▸ Exercise text

While Tlaib and the other Progressive Caucus members who co-sponsored the resolution want to frame their gesture as a matter of support for human rights and recognition of the suffering of Palestinians, it is actually nothing of the kind. Its purpose is to place on the record, congressional support for the elimination of Israel.
It is the sort of resolution one would expect to be tabled before the UN General Assembly or even Iran’s parliament, the Majlis, but not the US Congress.
Last week, a group of left-wing Democratic legislators led by Rep. Rashida Tlaib and backed by her House colleagues Alexandria Ocasio-Cortez (D-NY), Ilhan Omar (D-MN), Cori Bush (D-MO), Jamaal Bowman (D-NY), Betty McCollum (D-MN) and Marie Newman (D-IL), presented a resolution on the subject of the nakba — an Arabic word meaning “disaster” or “catastrophe” that Palestinians use as shorthand when talking about the creation of the State of Israel in 1948. In keeping with the language and themes that feature in the UN’s ritual denunciations of Israel, the resolution portrays the Jewish state as an incorrigible colonizer. “[T]he Nakba refers not only to a historical event but to an ongoing process of Israel’s expropriation of Palestinian land and its dispossession of the Palestinian people that continues to this day,” the resolution argues.
We shouldn’t be under any illusions about the core message of this resolution. Without saying so explicitly, the resolution effectively denies Israel’s right to exist by endorsing UN General Assembly Resolution 194 of December 1948, which specifies the right of Palestinians who fled from Israel during the War of Independence in that year to either return to their original homes or receive compensation. Especially as the original 750,000 refugees now number more than 5 million — thanks to the transfer of refugee status to subsequent generations of Palestinians — incorporating such an enormous and largely hostile population within the borders of Israel would almost certainly result in appalling acts of terrorism and violence, as well as the demise of a sovereign Jewish state.

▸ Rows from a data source

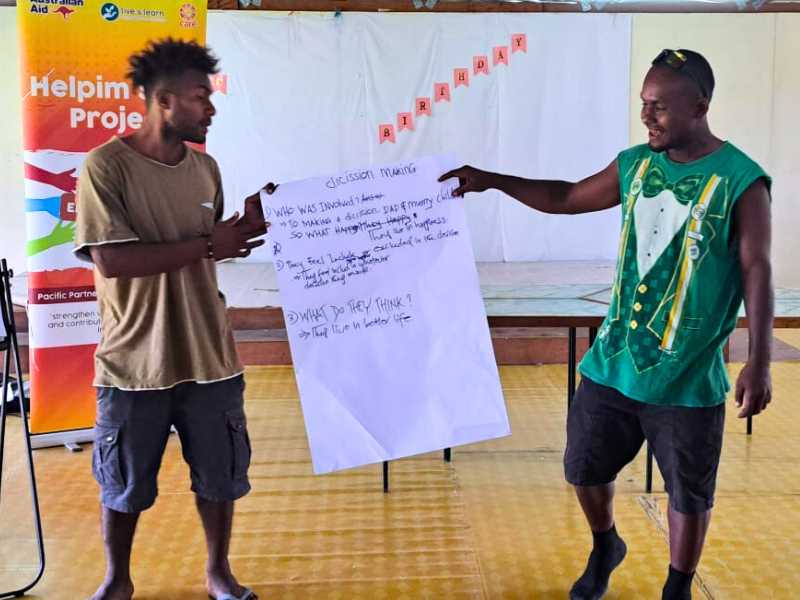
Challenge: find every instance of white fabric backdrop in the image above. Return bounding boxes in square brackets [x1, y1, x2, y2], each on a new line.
[207, 11, 631, 261]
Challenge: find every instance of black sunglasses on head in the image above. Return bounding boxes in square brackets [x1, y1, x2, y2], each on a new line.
[651, 49, 709, 98]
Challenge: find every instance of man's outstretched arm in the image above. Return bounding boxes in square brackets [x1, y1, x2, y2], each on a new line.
[439, 160, 620, 215]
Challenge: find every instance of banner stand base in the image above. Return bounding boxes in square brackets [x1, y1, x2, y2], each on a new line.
[31, 428, 94, 452]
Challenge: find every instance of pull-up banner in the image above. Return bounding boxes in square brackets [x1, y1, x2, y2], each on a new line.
[17, 0, 206, 433]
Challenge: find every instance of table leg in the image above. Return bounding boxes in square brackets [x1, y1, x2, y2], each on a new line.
[567, 327, 577, 410]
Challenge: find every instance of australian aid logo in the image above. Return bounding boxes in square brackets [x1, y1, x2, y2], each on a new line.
[30, 0, 84, 21]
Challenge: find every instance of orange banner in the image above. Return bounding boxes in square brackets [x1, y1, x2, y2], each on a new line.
[17, 0, 207, 433]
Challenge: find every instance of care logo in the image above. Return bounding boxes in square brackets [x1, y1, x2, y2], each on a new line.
[100, 2, 119, 21]
[178, 2, 197, 27]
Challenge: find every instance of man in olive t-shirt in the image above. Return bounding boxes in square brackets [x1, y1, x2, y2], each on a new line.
[75, 39, 266, 600]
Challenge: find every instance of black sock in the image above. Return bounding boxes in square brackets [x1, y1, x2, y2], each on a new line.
[661, 565, 694, 600]
[569, 526, 627, 600]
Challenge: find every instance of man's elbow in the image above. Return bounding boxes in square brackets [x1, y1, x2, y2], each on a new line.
[91, 247, 122, 279]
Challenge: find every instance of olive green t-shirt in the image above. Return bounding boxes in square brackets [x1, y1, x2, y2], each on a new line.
[580, 142, 770, 407]
[75, 137, 243, 390]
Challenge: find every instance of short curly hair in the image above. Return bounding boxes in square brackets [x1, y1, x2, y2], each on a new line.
[126, 37, 219, 101]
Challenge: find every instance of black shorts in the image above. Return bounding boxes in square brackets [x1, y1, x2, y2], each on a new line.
[92, 375, 250, 513]
[564, 377, 725, 514]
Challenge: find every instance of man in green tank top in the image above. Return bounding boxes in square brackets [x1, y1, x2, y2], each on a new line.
[441, 50, 773, 600]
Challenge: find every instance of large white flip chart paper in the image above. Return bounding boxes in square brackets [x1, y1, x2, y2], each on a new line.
[265, 157, 511, 473]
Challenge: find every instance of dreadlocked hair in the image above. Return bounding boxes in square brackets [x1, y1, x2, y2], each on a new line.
[126, 37, 219, 100]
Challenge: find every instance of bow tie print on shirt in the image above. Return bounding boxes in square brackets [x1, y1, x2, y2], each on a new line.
[642, 166, 703, 204]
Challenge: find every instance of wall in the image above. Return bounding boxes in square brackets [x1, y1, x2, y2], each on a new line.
[0, 8, 800, 288]
[0, 7, 26, 273]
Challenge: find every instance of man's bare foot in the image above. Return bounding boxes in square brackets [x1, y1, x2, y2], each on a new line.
[206, 568, 258, 600]
[91, 579, 133, 600]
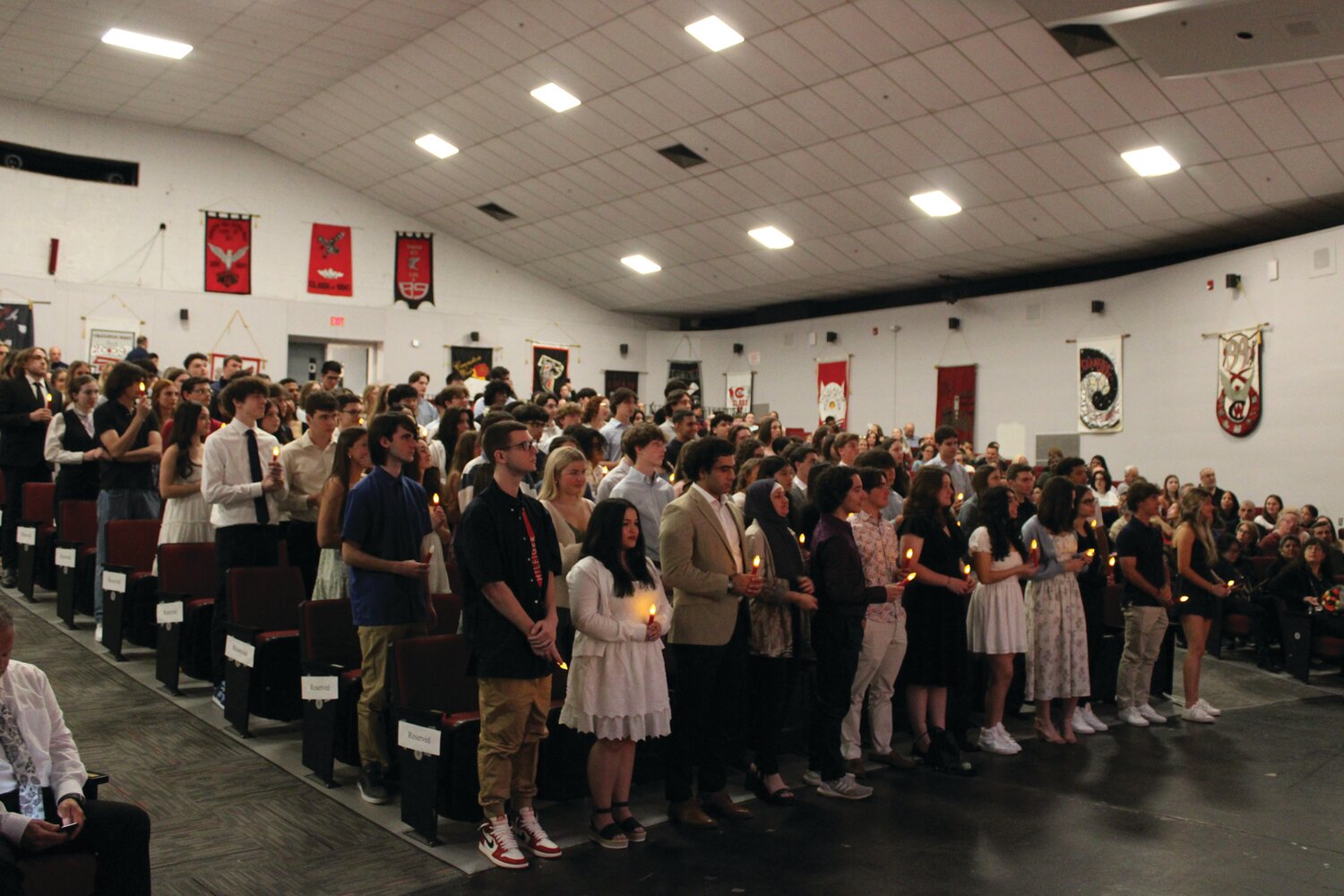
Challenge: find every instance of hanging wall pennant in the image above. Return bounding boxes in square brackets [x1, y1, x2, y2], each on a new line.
[308, 224, 355, 298]
[204, 211, 253, 296]
[392, 231, 435, 309]
[1217, 326, 1265, 436]
[1078, 336, 1125, 433]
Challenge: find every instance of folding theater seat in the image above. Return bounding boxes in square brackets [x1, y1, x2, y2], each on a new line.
[225, 567, 306, 737]
[102, 520, 159, 659]
[155, 541, 220, 696]
[15, 482, 56, 600]
[54, 501, 99, 629]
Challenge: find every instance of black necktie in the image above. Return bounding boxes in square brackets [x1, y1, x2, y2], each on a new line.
[247, 430, 271, 525]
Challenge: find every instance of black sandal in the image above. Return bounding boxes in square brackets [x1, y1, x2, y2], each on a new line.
[616, 802, 650, 844]
[589, 806, 631, 849]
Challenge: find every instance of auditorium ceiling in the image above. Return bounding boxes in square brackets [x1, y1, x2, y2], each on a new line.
[0, 0, 1344, 317]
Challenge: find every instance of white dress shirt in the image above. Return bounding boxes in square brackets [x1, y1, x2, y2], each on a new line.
[201, 417, 289, 530]
[0, 659, 89, 844]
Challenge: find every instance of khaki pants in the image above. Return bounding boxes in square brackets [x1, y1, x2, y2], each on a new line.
[357, 622, 425, 771]
[1116, 606, 1167, 710]
[476, 676, 551, 818]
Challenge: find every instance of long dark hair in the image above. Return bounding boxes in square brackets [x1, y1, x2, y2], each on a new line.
[168, 401, 206, 479]
[582, 498, 653, 598]
[978, 485, 1027, 560]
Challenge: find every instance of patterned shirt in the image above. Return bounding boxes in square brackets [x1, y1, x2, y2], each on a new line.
[849, 511, 906, 622]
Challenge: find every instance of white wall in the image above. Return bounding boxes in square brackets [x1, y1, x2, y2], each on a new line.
[0, 100, 669, 388]
[650, 228, 1344, 517]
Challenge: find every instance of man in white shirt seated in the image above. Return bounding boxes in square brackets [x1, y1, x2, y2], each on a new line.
[0, 606, 150, 896]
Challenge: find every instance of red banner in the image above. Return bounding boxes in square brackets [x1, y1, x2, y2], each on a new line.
[392, 231, 435, 309]
[308, 224, 355, 297]
[817, 360, 849, 430]
[935, 364, 976, 442]
[206, 212, 252, 296]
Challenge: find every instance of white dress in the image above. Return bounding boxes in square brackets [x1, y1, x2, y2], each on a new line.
[561, 557, 672, 740]
[967, 527, 1027, 654]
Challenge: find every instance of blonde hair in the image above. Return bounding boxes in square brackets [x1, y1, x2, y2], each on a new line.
[537, 444, 588, 501]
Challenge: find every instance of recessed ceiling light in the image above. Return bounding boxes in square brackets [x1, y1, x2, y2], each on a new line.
[102, 28, 191, 59]
[621, 255, 663, 274]
[685, 16, 742, 52]
[910, 189, 961, 218]
[532, 83, 580, 111]
[1120, 146, 1180, 177]
[416, 134, 457, 159]
[747, 227, 793, 248]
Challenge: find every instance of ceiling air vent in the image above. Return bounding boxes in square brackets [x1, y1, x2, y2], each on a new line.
[478, 202, 518, 220]
[659, 143, 709, 168]
[1050, 25, 1116, 59]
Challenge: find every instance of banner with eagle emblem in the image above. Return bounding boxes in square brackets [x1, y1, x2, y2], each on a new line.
[392, 231, 435, 309]
[1078, 336, 1125, 433]
[308, 224, 355, 298]
[206, 211, 253, 296]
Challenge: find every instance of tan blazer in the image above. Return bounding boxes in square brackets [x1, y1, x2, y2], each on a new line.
[659, 487, 752, 646]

▸ Problem details
Reproduce verbatim the passage of the text on the nakba resolution that begins at the words "We shouldn’t be" and stops after the words "sovereign Jewish state.".

▸ Finished task
We shouldn’t be under any illusions about the core message of this resolution. Without saying so explicitly, the resolution effectively denies Israel’s right to exist by endorsing UN General Assembly Resolution 194 of December 1948, which specifies the right of Palestinians who fled from Israel during the War of Independence in that year to either return to their original homes or receive compensation. Especially as the original 750,000 refugees now number more than 5 million — thanks to the transfer of refugee status to subsequent generations of Palestinians — incorporating such an enormous and largely hostile population within the borders of Israel would almost certainly result in appalling acts of terrorism and violence, as well as the demise of a sovereign Jewish state.